[START OF Input for this task]

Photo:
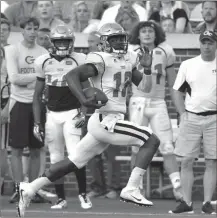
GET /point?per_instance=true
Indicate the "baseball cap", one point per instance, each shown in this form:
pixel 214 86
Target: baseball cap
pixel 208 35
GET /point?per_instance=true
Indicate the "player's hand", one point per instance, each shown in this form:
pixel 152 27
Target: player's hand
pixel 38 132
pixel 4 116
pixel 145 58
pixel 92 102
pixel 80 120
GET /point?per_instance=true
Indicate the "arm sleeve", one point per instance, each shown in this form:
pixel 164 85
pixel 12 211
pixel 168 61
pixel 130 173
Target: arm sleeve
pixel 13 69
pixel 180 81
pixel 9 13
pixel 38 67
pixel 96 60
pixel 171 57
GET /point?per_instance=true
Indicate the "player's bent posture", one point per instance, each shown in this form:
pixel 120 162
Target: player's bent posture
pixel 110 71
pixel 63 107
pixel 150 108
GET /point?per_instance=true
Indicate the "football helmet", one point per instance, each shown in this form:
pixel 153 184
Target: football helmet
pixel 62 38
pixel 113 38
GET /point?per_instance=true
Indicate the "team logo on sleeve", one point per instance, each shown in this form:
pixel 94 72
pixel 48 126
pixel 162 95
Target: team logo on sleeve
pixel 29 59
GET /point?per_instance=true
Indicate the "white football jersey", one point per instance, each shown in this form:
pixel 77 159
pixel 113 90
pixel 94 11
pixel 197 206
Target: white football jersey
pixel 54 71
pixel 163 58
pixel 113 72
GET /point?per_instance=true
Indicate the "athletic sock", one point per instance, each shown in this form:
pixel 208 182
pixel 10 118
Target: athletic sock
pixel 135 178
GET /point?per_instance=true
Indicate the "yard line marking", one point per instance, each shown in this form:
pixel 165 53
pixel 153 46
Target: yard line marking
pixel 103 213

[END OF Input for this task]
[START OF Input for this task]

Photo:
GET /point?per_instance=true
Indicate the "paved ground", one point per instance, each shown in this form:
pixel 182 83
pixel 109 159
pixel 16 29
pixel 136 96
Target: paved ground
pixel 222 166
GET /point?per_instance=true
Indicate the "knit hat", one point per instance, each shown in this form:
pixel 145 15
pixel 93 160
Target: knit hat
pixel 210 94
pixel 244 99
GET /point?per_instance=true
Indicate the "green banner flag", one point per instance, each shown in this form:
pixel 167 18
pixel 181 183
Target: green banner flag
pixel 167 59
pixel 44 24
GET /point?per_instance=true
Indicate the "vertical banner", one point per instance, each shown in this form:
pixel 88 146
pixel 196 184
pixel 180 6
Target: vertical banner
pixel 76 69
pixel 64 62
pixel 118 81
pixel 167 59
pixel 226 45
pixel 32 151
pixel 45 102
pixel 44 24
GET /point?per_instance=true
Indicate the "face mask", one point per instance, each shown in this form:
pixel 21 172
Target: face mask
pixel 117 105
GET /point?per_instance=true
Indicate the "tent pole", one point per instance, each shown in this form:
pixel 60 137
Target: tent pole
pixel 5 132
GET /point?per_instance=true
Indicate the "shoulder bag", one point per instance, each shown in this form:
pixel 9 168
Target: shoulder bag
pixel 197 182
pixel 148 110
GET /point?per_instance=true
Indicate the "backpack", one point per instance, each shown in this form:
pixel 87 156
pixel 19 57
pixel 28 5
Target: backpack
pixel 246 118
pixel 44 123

[END OF Input for this task]

▶ [Stated exercise]:
Show every line of the items above that contains the word "helmet", matching case exactly.

▶ [Solution to this task]:
Indicate the "football helmet", one point per instance, each shown in this form:
Target: football helmet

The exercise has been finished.